*WORK REQUIRED*.
Please list every line of the data below that contains the word "wall", copying each line in full.

*GIVEN RECORDS*.
>> START

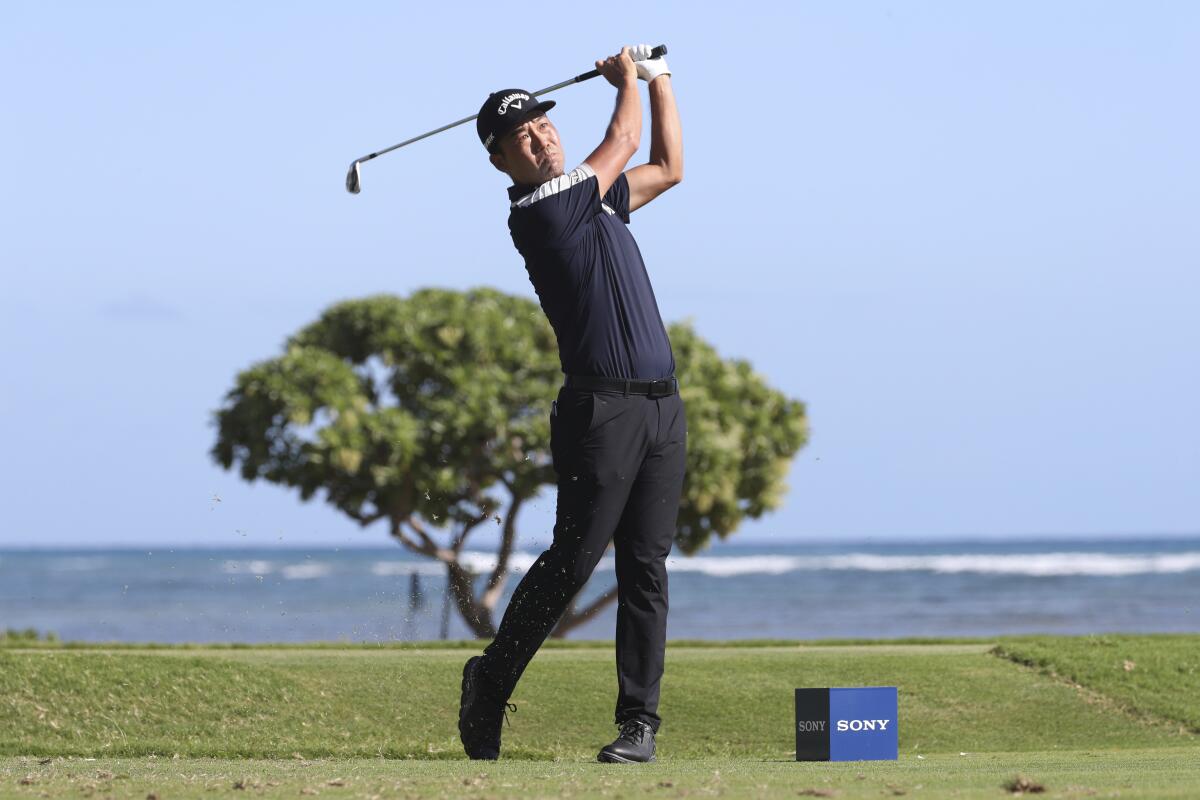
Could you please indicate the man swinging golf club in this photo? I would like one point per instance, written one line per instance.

>> END
>> START

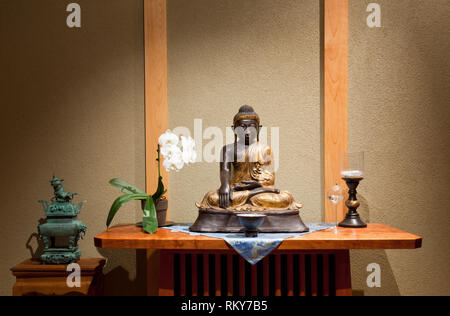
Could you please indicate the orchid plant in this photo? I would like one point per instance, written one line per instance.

>> END
>> START

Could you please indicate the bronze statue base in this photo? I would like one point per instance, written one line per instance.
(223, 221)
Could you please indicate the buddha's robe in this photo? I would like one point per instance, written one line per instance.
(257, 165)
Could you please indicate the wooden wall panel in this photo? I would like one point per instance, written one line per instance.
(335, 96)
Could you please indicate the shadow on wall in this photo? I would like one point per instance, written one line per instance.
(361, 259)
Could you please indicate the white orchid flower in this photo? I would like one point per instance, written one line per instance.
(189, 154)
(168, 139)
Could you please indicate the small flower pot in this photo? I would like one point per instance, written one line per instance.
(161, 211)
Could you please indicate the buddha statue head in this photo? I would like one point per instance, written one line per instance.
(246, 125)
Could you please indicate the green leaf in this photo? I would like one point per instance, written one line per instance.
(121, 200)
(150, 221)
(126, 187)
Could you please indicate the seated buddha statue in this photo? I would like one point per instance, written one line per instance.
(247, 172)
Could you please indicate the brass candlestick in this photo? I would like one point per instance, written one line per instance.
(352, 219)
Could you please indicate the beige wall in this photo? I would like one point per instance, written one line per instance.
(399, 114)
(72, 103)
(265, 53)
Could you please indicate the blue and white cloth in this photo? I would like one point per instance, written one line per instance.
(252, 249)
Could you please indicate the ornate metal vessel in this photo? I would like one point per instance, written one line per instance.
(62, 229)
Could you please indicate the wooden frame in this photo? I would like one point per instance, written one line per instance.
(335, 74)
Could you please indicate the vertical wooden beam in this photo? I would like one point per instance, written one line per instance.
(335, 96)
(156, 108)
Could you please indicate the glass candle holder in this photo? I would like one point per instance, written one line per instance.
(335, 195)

>> END

*RESULT*.
Could you please indicate the wooden wall panel in this photo? I would like one point per instance, written one line per instance.
Could you please indicate the shadow on wall in this photo? I would like one point per instance, written one line per instance.
Could you please indicate the beige wall in this photo? I would like one point per instance, written one line per instance.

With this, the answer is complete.